__What is needed__
Rewrite every line from the one containing "the man with" through the end of the items, inclusive, and offset each coordinate in the answers by adding 28.

__Provided records__
— Start —

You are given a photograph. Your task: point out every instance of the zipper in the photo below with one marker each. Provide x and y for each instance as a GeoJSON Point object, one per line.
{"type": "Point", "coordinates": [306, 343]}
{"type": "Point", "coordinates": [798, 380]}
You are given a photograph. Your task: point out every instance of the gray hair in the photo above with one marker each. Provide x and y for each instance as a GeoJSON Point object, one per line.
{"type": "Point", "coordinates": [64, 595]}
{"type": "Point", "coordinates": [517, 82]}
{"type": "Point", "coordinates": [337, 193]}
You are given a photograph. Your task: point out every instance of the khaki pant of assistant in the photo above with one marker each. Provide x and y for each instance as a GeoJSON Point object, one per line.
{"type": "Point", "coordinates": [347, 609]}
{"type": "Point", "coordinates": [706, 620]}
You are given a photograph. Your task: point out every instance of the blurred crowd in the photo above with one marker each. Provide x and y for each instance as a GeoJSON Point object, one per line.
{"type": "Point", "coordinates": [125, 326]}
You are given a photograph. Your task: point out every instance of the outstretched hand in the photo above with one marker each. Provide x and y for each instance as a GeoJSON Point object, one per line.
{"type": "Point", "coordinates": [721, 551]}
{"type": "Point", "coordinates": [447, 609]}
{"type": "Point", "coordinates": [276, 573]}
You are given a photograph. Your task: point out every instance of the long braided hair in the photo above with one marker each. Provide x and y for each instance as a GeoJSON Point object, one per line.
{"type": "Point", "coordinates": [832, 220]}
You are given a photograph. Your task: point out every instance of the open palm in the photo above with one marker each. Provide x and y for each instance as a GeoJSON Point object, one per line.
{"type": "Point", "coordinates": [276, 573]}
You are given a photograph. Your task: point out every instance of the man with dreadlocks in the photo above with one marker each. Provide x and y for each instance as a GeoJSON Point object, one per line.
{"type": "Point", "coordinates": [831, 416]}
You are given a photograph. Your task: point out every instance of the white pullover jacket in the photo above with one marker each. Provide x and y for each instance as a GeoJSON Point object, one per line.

— End —

__Output for this exercise__
You are given a photograph. Your task: point out every instance of the man with dreadlocks in the photo above with one marker each. Provide x and y for each instance as a GeoJSON Point object, one per line.
{"type": "Point", "coordinates": [859, 444]}
You are given a photograph. Your task: point out every instance of the white pullover jacket in the photo above with one marker each. Provide x and y for each instance as a GeoJSON Point object, one per line.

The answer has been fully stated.